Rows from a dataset
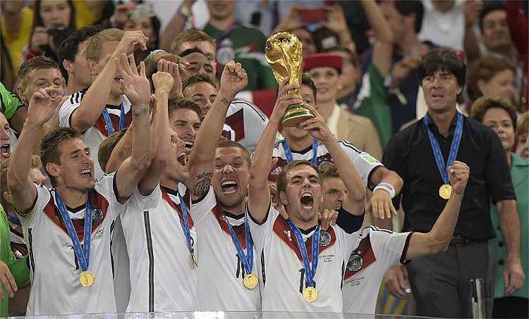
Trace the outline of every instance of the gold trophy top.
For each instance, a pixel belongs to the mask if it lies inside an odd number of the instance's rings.
[[[267,39],[264,56],[279,83],[290,77],[288,84],[300,85],[303,67],[302,52],[303,43],[292,33],[276,32]],[[299,89],[288,93],[299,95]]]

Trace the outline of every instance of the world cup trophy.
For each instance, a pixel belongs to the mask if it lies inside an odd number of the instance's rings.
[[[264,55],[279,83],[288,77],[288,84],[301,85],[302,46],[298,37],[290,32],[276,32],[267,39]],[[288,91],[288,94],[299,95],[299,89]],[[281,121],[283,126],[292,127],[314,117],[303,104],[293,104],[286,108]]]

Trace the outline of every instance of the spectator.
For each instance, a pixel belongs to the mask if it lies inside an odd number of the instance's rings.
[[[391,93],[387,104],[391,110],[392,132],[395,133],[417,116],[417,67],[420,57],[434,44],[418,38],[423,15],[420,1],[384,0],[380,8],[393,31],[395,44],[391,71],[384,82]]]
[[[23,61],[24,48],[30,42],[33,30],[33,10],[18,0],[6,0],[0,3],[2,12],[1,45],[6,47],[5,51],[2,49],[2,69],[6,68],[5,58],[6,62],[11,63],[13,79]],[[6,56],[5,54],[8,54]],[[4,75],[2,82],[6,84]],[[7,85],[7,87],[13,89],[12,85]]]
[[[99,27],[82,27],[67,37],[59,47],[59,65],[66,80],[66,94],[73,94],[90,85],[87,68],[86,45],[90,37],[101,31]]]
[[[425,14],[419,39],[446,48],[463,50],[464,0],[422,0]]]
[[[514,68],[505,60],[487,56],[474,61],[468,67],[468,82],[470,101],[483,95],[496,96],[514,105]]]
[[[25,61],[39,55],[54,58],[49,44],[48,30],[56,27],[69,27],[75,30],[75,9],[71,0],[36,0],[33,11],[33,30],[26,52]]]
[[[516,208],[520,214],[522,228],[521,261],[523,271],[528,273],[529,255],[529,162],[518,157],[511,151],[516,130],[516,111],[508,103],[496,98],[481,97],[472,105],[472,116],[498,135],[511,170],[511,177],[516,193]],[[490,219],[494,231],[500,229],[497,206],[492,206]],[[494,282],[494,318],[528,318],[528,286],[523,284],[518,291],[509,289],[504,284],[507,254],[501,233],[496,231],[496,238],[490,241],[490,247],[497,268]]]
[[[257,29],[235,21],[235,2],[228,0],[208,1],[209,20],[204,32],[217,44],[217,61],[219,74],[231,60],[243,65],[248,75],[246,90],[276,88],[277,82],[264,59],[264,35]]]
[[[211,61],[212,65],[215,65],[215,42],[203,31],[184,31],[176,37],[171,44],[171,54],[181,56],[187,52],[195,52],[193,54],[194,56],[198,57],[202,61],[202,63],[197,61],[198,63],[195,67],[193,67],[191,72],[186,72],[183,75],[183,81],[185,82],[188,78],[188,77],[202,73],[201,70],[205,71],[204,73],[208,73],[209,67],[205,65],[205,60],[203,57],[201,58],[200,54],[197,53],[199,51],[205,55],[208,61]],[[268,68],[269,68],[269,67]],[[252,75],[248,74],[248,77],[251,78]],[[265,91],[265,92],[267,92]],[[205,93],[205,92],[202,92],[202,94]],[[275,94],[275,90],[273,91],[273,93]],[[186,94],[190,93],[187,92]],[[188,96],[190,96],[191,95],[193,94]],[[236,141],[241,143],[250,151],[252,151],[257,146],[259,138],[267,123],[268,118],[259,108],[249,102],[247,99],[238,97],[234,99],[230,104],[225,121],[225,123],[228,124],[235,131]]]
[[[0,94],[1,94],[1,113],[6,118],[10,127],[11,137],[10,146],[12,151],[16,142],[16,133],[20,133],[25,121],[28,107],[16,94],[6,89],[2,83],[0,83]],[[14,130],[13,127],[15,127]]]
[[[375,158],[380,158],[380,142],[371,120],[348,113],[336,102],[341,68],[342,59],[339,56],[317,54],[305,58],[303,72],[316,85],[318,111],[339,139],[348,141]]]
[[[523,77],[521,87],[521,109],[522,112],[528,111],[529,102],[529,31],[528,30],[527,14],[529,12],[527,1],[511,0],[505,3],[507,13],[507,26],[518,52],[523,58]],[[525,11],[525,14],[524,11]]]
[[[413,260],[406,265],[408,273],[403,266],[395,266],[386,273],[386,287],[400,298],[406,297],[405,288],[411,283],[418,315],[471,317],[470,279],[483,278],[484,295],[492,295],[494,265],[487,244],[494,235],[491,202],[499,208],[507,249],[504,278],[508,291],[521,288],[524,281],[520,221],[503,147],[493,131],[456,110],[466,73],[465,65],[452,51],[429,52],[418,68],[428,112],[394,136],[384,155],[384,165],[404,180],[401,195],[394,199],[396,206],[402,199],[404,232],[432,228],[451,192],[446,192],[451,189],[444,172],[453,161],[465,158],[470,168],[470,182],[448,250]],[[486,300],[486,306],[489,318],[492,299]]]
[[[520,116],[516,130],[518,149],[516,154],[525,160],[529,160],[529,112]]]
[[[152,6],[139,4],[130,10],[128,20],[125,23],[124,31],[141,30],[149,38],[146,51],[136,51],[134,58],[137,61],[143,61],[149,53],[159,47],[160,40],[160,20],[154,15]]]

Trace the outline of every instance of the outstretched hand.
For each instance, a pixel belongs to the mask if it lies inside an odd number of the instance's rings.
[[[140,73],[136,70],[136,63],[134,56],[127,57],[125,54],[119,56],[116,62],[118,72],[121,74],[123,80],[120,80],[120,88],[123,94],[130,101],[133,108],[144,107],[149,105],[150,100],[150,85],[149,80],[145,75],[145,65],[143,61],[140,63]]]
[[[458,194],[463,194],[468,182],[468,176],[470,169],[463,162],[454,161],[452,165],[448,167],[448,177],[452,185],[452,192]]]
[[[39,89],[33,93],[28,109],[28,123],[39,127],[48,121],[55,114],[62,101],[60,91],[56,89]]]
[[[248,76],[241,63],[231,61],[224,67],[221,77],[219,92],[233,99],[248,85]]]

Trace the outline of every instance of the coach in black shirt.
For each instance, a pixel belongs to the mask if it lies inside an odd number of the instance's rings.
[[[511,174],[497,135],[480,123],[458,113],[456,101],[465,84],[465,65],[451,51],[436,49],[418,68],[428,106],[425,118],[396,134],[384,154],[384,165],[404,180],[401,196],[405,212],[403,231],[428,232],[442,211],[451,187],[443,177],[457,159],[470,168],[459,218],[448,249],[388,270],[390,292],[404,296],[409,277],[417,315],[472,317],[470,280],[485,280],[487,317],[494,296],[494,265],[487,240],[494,237],[491,202],[498,208],[507,249],[506,287],[519,289],[524,280],[520,261],[520,220]],[[429,132],[430,131],[430,132]],[[436,152],[436,151],[437,151]],[[436,156],[437,154],[437,156]]]

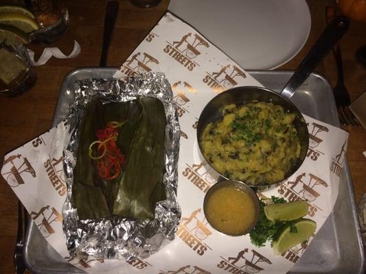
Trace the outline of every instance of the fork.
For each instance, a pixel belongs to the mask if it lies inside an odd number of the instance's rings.
[[[25,225],[23,225],[23,216]],[[16,233],[16,243],[15,244],[15,250],[14,251],[14,266],[16,274],[23,274],[27,270],[23,254],[24,247],[23,236],[27,229],[27,213],[21,201],[18,201],[18,232]]]
[[[325,17],[327,23],[332,21],[335,15],[336,11],[334,7],[326,8]],[[350,98],[348,90],[344,84],[342,55],[338,43],[336,44],[334,47],[332,49],[332,52],[333,53],[336,61],[336,71],[338,74],[338,79],[336,86],[333,88],[333,93],[334,95],[334,99],[338,109],[339,120],[343,125],[352,126],[359,125],[360,123],[357,121],[357,119],[348,108],[351,103],[351,99]]]

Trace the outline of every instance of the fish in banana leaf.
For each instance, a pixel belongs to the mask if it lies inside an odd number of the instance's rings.
[[[95,132],[111,121],[124,121],[117,145],[126,157],[125,170],[117,178],[100,176],[89,155]],[[165,114],[161,101],[141,97],[135,100],[102,104],[91,102],[82,119],[71,202],[80,219],[119,215],[152,219],[157,201],[166,199],[164,174]]]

#### TASK DESCRIPTION:
Exactly the lines from the one containing "Trace the outline of every instance of the coach" to the final line of the entries are wanted; please write them out, both ends included, but not the pictures.

#### ANSWER TO THIS TASK:
Trace the outline of every instance of the coach in black shirt.
For each instance, a pixel belongs to the mask if it lies inside an odd number of the instance's rings.
[[[511,174],[497,135],[480,123],[458,113],[456,101],[465,84],[465,65],[451,51],[436,49],[418,68],[428,106],[425,118],[396,134],[384,154],[384,165],[404,180],[401,196],[405,212],[403,231],[428,232],[442,211],[451,187],[443,177],[457,159],[470,168],[459,218],[448,249],[388,270],[390,292],[404,296],[409,277],[417,315],[472,317],[470,280],[485,280],[487,317],[494,296],[494,265],[487,240],[494,237],[491,202],[498,208],[507,249],[506,287],[519,289],[524,280],[520,261],[520,220]],[[429,132],[430,131],[430,132]],[[436,152],[436,151],[437,151]],[[436,156],[437,154],[437,156]]]

Trace the outline of every instance of the fork.
For each instance, a pixel belongs to the mask if it lies inside an odd number of the instance's rings.
[[[25,225],[23,225],[23,216]],[[16,233],[16,243],[15,244],[15,250],[14,251],[14,266],[16,274],[23,274],[27,270],[23,254],[24,247],[23,236],[27,229],[27,213],[21,201],[18,201],[18,232]]]
[[[325,17],[327,23],[332,21],[335,15],[336,11],[334,7],[326,8]],[[350,98],[348,90],[344,84],[342,55],[338,43],[336,44],[334,47],[332,49],[332,52],[333,53],[336,61],[336,71],[338,74],[338,79],[336,86],[333,88],[333,93],[334,95],[334,99],[338,109],[339,120],[343,125],[352,126],[359,125],[360,123],[357,121],[357,119],[348,108],[351,103],[351,99]]]

Trace the outline of every instance of the fish in banana leaf.
For each instance, a pixel belongs to the mask if it lies inside an odd number of the instance's rings.
[[[95,132],[111,121],[124,121],[117,145],[126,157],[125,170],[117,178],[100,176],[89,155]],[[165,114],[161,101],[141,97],[135,100],[102,104],[91,102],[82,119],[71,202],[80,219],[119,215],[152,219],[157,201],[166,199],[164,174]]]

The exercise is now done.